▸ **Apply what you read**:
(1) In the text on how travel advisors market destination weddings, in what city and state is Steve Nicolet's agency located?
(2) List every source of leads that Steve Nicolet relies on, according to the text on how travel advisors market destination weddings.
(3) Write a continuation of the text on how travel advisors market destination weddings, starting after its last sentence.

━━━ Document text

And, of course, tap into host, franchise or consortia tools or referrals. Steve Nicolet, owner of Nicolet & Associates Global Travel Services, an independent agency in the Avoya Network, Poinciana, FL, finds most of his leads through his host agency’s leads, networking, referrals and his independent agency’s own website.

Drew Daly, senior vice president and general manager, Dream Vacations, CruiseOne and Cruises Inc., says “begin with the end in mind and promote to your customers that you are an expert in the field of destination weddings and honeymoons.” He says most consumers simply don’t know that a travel advisor has access to working with destinations and resorts and that advisors can thus take the stress out of the destination wedding planning. 

He, too, recommends strong social posts and targeted emails as a “great mechanism to market.” And Daly says advisors can find good clients by partnering with local businesses who focus on wedding-type products including shops that sell bridal gowns, rent tuxedos or create floral displays.

━━━━━━
━━━ Record excerpts

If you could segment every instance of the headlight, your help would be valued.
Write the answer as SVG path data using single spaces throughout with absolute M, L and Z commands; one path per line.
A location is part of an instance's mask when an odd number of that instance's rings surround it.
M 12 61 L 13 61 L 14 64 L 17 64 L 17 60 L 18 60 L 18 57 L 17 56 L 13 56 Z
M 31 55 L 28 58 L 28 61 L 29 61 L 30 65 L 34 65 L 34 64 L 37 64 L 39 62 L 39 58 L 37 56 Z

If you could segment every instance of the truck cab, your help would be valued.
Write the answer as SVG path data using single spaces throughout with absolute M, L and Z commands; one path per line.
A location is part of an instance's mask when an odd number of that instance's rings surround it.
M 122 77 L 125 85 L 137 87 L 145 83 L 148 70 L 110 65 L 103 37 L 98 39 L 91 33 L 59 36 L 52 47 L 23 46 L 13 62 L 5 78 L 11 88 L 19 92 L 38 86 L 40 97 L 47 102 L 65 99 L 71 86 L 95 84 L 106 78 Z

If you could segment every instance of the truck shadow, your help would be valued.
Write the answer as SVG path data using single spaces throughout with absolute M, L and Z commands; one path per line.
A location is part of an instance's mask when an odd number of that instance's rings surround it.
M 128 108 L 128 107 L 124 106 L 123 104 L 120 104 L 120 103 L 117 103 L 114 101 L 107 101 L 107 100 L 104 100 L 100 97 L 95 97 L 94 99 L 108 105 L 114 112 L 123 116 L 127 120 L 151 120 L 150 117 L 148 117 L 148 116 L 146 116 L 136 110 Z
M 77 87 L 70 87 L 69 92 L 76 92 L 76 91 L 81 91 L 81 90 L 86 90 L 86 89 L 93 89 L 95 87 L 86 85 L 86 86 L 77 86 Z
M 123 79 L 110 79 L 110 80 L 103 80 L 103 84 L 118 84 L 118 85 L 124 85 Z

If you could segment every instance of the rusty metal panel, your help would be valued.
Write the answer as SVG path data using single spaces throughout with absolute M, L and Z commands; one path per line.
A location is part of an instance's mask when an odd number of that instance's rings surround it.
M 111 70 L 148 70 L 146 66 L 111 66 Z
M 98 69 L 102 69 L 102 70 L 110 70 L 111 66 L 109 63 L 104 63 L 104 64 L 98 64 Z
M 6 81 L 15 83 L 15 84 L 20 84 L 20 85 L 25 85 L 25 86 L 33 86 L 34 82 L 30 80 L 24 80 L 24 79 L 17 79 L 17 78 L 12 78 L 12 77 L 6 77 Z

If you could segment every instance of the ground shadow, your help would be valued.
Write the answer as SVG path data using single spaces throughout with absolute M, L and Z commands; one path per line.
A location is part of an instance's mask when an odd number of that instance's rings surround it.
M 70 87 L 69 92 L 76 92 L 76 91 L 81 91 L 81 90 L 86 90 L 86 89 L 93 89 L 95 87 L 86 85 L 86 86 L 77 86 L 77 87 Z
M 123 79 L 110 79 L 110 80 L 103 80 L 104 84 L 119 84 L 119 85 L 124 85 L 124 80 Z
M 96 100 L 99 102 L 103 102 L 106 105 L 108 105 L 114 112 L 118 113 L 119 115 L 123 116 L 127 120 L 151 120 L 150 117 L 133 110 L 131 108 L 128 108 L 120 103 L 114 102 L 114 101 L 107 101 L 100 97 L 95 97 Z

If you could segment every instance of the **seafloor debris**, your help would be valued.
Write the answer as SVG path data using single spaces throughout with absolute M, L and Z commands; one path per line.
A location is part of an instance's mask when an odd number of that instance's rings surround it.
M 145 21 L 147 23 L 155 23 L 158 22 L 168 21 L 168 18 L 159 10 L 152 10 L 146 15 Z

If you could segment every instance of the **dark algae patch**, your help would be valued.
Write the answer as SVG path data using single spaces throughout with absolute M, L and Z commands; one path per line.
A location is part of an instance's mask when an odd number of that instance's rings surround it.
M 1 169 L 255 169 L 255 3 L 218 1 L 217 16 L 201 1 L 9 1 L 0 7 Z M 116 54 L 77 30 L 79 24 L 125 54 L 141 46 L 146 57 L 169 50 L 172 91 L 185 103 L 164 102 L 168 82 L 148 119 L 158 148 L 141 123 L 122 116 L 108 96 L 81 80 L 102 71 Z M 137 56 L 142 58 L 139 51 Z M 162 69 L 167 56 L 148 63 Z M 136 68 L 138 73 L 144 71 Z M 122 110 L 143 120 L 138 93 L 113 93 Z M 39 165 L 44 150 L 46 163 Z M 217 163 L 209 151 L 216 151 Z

━━━━━━

▸ **Answers below**:
(1) Poinciana, FL

(2)
- His host agency's leads
- Networking
- Referrals
- His independent agency's own website

(3)
Advising travel sellers to “refresh their couple-centric marketing” to achieve good destination wedding leads is Caroline Belgrave, business development manager at Nexion Travel Group. This romance travel expert says to take stock of what clients are saying, because “you may find yourself with two audiences — couples that want to plan a domestic destination wedding and those that want to travel abroad for a destination wedding.”

This year and moving forward, some prospects may still be ready to travel to the other side of the world, while others are more comfortable close to home. “Either way, don’t push couples into the traditional concept of a destination wedding, and keep in mind that a domestic destination wedding is still a beautiful escape as well so don’t discount the opportunity,” Belgrave emphasizes. 

In addition, Belgrave recommends: “Go virtual. Invite industry, destination and wedding professionals to join you for a live Q&A for couples. Select the right social platform where your ideal couple is still doing research and dreaming of their perfect wedding experience.”

From another perspective, “my best tip for selling honeymoons is to just offer help,” says Caty Sacco, travel consultant, Quinwell Travel, Wellesley, MA, noting that prospects are often overwhelmed in planning a destination wedding or honeymoon, particularly with the overload of information online. She finds clients mostly through referrals and social media.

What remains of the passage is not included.